> _Parts of the exercise_
1. In the blog post, what did the bike group borrow, and from where?
2. According to the blog post, why did the bike group give visiting parents rides around campus in the cycle taxi?
3. Extend the blog post about the cycle taxi ride from where it stops.

Saturday, October 20, 2007

God damnit! Why does it feel like I have these patterns of thoughts and feelings and relationships taht I haven't ever, ever been able to shake? Why is it that no matter how many resolutions I make, the bottom of my closet is always an unintelligible pile of shit, and my subconscious feels about the same? I just sat down to my guitar to try and write something that doesn't sound exactly like something I would write and I got so frustrated I ahd to run to my computer. Not helping. A little while ago I was sort of feeling as though I'd achieved some sort of harmony in life, composed of good friends, sunshiney bike rides to the farmers market, appropriate and successful attempts to get the school to divest from Sudan, satisfying classes. It always feels like not enough and too much at the same time

Maybe this bad henna hair dye job can help convince me that I've managed to evolve as a person since I was sixteen.

These stagnant periods waiting for people to show up here at my apartment on Saturday nights are very dangerous times indeed.

Some sleezy guy yesterday was sizing me up, and attempting to tell me everything about myself. He figured that I had an older borther and a younger brother and that my dad was divorced right off the bat, and then from the fact that I was from Macalester and doing an all-women's alley cat race told him that I had a desire to break free of my confining and shameful bourgeoisie past, but I was unfortunately good girl at heart and there was nothing I could do about it. Fuck him.

Sunday, October 07, 2007

Saturday around five I thundered down Summit Avenue in a cycle taxi, awash in sunshine, fall leaves, and purpose. Thank God the light at the bottom of Ramsey hill was green; I would have ploughed right through those SUVs and they'd never know what hit them. My chariot of fire, that's what. The other day we decided that our bike group would borrow a cycle taxi from a shop downtown and trundle visiting parents around campus to raise money for the aforementioned friend who is going on a tour across South America. Mark and I trudged it up it up Minnesota's one and only Big Ass Hill in its lowest gear, inciting honks of approval from passing cars and hoots and hollers from children in school buses. A guy in a motorcycle told me that I was "illegal." Is that true? I made a point of attaching balloons to the back (...actually, the balloons were he whole reason I wanted to do it in the first place). We didn't manage to raise a fortune, but it was exactly the kind of interaction with other human beings I desire in life.

> _Records_
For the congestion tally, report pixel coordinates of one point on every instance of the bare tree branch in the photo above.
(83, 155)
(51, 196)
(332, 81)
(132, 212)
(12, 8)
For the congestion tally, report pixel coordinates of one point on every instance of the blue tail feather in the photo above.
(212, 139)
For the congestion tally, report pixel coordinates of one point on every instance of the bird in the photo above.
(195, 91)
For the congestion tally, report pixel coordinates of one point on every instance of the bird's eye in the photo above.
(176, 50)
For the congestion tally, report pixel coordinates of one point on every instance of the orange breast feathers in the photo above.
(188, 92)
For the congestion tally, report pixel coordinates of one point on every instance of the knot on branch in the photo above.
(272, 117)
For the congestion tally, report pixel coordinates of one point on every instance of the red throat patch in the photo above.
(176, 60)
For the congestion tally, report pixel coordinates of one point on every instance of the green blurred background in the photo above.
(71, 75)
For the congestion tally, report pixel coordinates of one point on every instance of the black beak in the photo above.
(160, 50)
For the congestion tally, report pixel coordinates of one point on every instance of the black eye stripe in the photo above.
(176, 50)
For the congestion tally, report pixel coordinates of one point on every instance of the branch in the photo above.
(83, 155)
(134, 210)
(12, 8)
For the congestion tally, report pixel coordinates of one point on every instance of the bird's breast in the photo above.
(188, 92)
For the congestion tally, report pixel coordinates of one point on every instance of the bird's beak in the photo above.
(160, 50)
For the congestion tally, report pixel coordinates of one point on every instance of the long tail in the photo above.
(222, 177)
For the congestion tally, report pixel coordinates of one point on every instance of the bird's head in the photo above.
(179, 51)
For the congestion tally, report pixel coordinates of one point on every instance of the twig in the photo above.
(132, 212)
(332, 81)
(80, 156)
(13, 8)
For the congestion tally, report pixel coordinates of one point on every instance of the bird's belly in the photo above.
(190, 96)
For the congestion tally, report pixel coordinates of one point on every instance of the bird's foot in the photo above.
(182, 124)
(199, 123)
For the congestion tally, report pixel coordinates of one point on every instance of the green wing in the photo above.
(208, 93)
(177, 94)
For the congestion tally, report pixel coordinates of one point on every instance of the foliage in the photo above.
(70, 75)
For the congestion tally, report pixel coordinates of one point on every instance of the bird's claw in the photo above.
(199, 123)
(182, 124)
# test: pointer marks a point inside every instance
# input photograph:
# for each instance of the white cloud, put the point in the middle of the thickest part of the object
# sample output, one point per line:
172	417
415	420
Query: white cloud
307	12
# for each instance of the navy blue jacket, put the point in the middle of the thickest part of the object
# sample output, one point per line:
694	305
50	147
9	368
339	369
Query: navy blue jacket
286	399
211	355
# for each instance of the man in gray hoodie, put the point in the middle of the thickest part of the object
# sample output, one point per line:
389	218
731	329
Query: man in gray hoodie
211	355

> _Results by task_
1. They borrowed a cycle taxi from a shop downtown.

2. They were raising money for a friend who is going on a tour across South America.

3.
Lately I've been so googley-eyed about the worthy things that people do with their lives. I've been very fortunate to be so surrounded by positive and enthusiastic folks. There is still so much to be admired; I haven't had such a profound and sustained sense of wonder in a long time. What I've been finding, too, is that often the things we do don't match up with our theoretical priorities. You just have to go with your gut reactions to the resources and issues laid before you and do whatever it is you can muster up the motivation to do. Rational and moral conviction behind these things are always nice, but when it comes down to it, you will never do anything that your gumption doesn't agree with.

I've been having those old familiar feelings of heaviness and exasperation as I scowl at my stupid planner; it always seems like every I know exactly where I'll be for every minute of the next two weeks. Even though the things I"m doing feel good, it gets to be kind of suffocating when i can't even scrounge up the time to yell at myself to do laundry. But what I have learned in the past year is that it's silly to feel anxious about plans, because plans never hold up in the first place--the planner is an illusion! All you have is the present! Fate still manages to defeat even the most resolute agenda addicts. School, I think, can take up an infinite amount of time. You have to beat it back with a stick, or preferably a frisbee. My youth will not be spent indoors. No magna cum laude here, I've got plenty of my own laude, thank you very much.
[T]here is nothing natural about the concept of wilderness. It is entirely a creation of the culture that holds it dear, a product of the very history it seeks to deny. Indeed, one of the most striking proofs of the cultural invention of wilderness is its thoroughgoing erasure of the history from which it sprang. In virtually all of its manifestations, wilderness represents a flight from history. [...] No matter what the angle from which we regard it, wilderness offers us the illusion that we can escape the cares and troubles of the world in which our past has ensnared us.

This escape from history is one reason why the language we use to talk about wilderness is often permeated with spiritual and religious values that reflect human ideals far more than the material world of physical nature. [...] Thus it is that wilderness serves as the unexamined foundation on which so many of the quasi-religious values of modern environmentalism rest. The critique of modernity that is one of environmentalism's most important contributions to the moral and political discourse of our time more often than not appeals, explicitly or implicitly, to wilderness as the standard against which to measure the failings of our human world. [...] Most of all, it is the ultimate landscape of authenticity [...] the place where we can see the world as it really is, and so know ourselves as we really are--or ought to be.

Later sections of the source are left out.